Task details: Rescale the lines starting with the line containing "Where can the white earbud" and going on through the end of the material, reproducing each line in full, requests included. Multiply every coordinate in the answers by 2.15, and round each result to a whole number, with halves rounded up.

[Start of Provided material]

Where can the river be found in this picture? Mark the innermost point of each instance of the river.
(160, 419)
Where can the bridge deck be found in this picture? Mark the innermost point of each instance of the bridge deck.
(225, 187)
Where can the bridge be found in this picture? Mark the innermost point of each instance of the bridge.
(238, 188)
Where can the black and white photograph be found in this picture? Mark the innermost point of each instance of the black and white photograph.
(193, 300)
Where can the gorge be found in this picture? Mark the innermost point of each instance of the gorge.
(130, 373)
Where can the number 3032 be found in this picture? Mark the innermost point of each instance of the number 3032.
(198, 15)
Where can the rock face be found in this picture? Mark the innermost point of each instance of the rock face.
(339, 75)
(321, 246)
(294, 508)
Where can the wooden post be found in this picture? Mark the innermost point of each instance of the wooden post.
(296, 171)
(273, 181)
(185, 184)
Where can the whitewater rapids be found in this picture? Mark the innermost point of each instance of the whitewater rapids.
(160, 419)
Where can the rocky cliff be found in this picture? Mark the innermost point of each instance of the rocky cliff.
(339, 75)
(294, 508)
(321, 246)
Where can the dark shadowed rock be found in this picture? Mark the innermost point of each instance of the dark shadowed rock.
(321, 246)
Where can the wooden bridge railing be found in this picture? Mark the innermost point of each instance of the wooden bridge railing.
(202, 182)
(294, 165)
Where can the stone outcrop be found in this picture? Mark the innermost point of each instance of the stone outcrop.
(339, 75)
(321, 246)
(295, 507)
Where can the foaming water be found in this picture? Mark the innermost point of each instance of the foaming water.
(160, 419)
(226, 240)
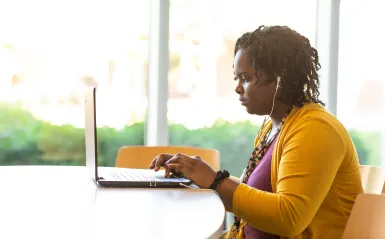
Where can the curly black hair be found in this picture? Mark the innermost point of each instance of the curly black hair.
(283, 51)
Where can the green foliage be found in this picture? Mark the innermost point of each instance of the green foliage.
(25, 140)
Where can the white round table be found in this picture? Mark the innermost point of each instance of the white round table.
(61, 202)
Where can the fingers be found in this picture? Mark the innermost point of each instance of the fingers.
(174, 159)
(159, 161)
(174, 166)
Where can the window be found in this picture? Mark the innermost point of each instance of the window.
(361, 85)
(203, 109)
(49, 51)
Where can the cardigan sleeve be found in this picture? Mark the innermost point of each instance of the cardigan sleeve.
(311, 156)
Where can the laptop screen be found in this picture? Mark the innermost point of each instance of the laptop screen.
(90, 132)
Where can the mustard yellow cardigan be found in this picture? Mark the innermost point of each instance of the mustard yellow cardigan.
(315, 178)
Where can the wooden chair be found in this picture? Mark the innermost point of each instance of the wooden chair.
(141, 156)
(373, 179)
(367, 219)
(383, 189)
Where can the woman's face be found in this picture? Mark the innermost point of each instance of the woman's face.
(256, 94)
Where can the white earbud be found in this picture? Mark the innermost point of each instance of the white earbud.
(275, 94)
(278, 82)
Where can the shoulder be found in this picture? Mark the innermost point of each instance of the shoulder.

[End of Provided material]

Written answer:
Where can the white earbud be found in this picture? Mark the innermost point of each instance of the white earbud.
(591, 202)
(598, 176)
Where can the shoulder be found in this picture? Mark the innermost point of each instance of the shoulder.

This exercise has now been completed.